GIVEN PASSAGE START

With all of that in mind, what does it look like with a real book? Let’s look at my next project, my third Vermont book, Love’s Raid, due to the editor on August 1st. I plan to finish the final edits by July 24, to allow for unexpected delays. Since writing full time, I plan on daily goals of 3,000/4,500/6,000 words five days a week (with a smaller amount on Saturdays and none on Sundays). I also let the manuscript sit for about a week between each phase. If I stick to that schedule, I can begin writing Love’s Raid on June 4th and finish on July 24th. I will try to start around June 1st, “just in case:”

June 1st-21st: Rough draft

June 28th-July 3rd: Major revisions

July 12th-24th: Final edits

This schedule allows me to focus on a different manuscript requested (but not contracted) between now and June 1st.

As I’ve focused more on writing, my writing has improved in the first draft. My revisions no longer take as longer. I’m writing faster and cleaner. I have no magic pills to offer to speed the process. Know your own limits, plan accordingly, and you will find yourself doing more with less as you grow.

What does your writing process look like? Have you finished a manuscript? Tell me more.


  1. Thanks for the glimpse into a full-time writer's life! I like how you allow down-time between each phase and build in time for the unexpected. I'm going to do some calculating and set similar deadlines for myself. I'm not under contract but it'll be great practice for when I am.

  2. I've learned that's necessary. At that same time the number of book contracts increased, my daughter died, I had major surgery, and then my mother died. Oh, and a new grandbaby and I moved out of state. But I have yet to miss a deadline.

  3. Darlene, you are so encouraging. I like your schedule. That's something to think about for me. I write in the mornings, mostly, but if I get behind, I write at night. I need to set my goals better. It all makes good sense.

GIVEN PASSAGE END
SUPPLIED MATERIAL START

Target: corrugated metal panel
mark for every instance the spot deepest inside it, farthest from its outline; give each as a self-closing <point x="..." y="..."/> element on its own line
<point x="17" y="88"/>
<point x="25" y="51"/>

SUPPLIED MATERIAL END

## WHAT IS REQUIRED
Please write what comes next in the blog post on planning a book-writing schedule, starting right after its last sentence.

## TASK RESULT
  4. I seek to encourage ... so thanks, Kathy. It can be done!

  5. Darlene, your organization inspires me! I have zillions of spiral notebooks of first drafts with some revisions. Now I have a nightmare on my hands. If I ever get published people might think I'm a wonder at the rate I crank books out, but it will have been from years and years of writing!!! I should be so blessed.

    I'm now writing on my computer and as I work on the fd I do some revisions and backplotting. As I write forward I often jump ahead and think of future or previous scenes and just get 'em down when the idea strikes. As haphazard as that sounds I am benefitting from the ease of revising and editing in my word program.

    Although I am a sotp writer, I keep a running outline to help me keep track of my story and an overview of the big picture. This also helps me develop my synopsis later.

    Finished a manuscript, polished and all? No. But that's where I'm at in my writing journey now and my primary goal.

  6. If I think of something to go back and add, I'll put a note on my rd that says "go back and show this earlier" That's why my rough draft is so rough!

    Get that ms polished, girlfriend (Carla is one of my critique partners, y'all)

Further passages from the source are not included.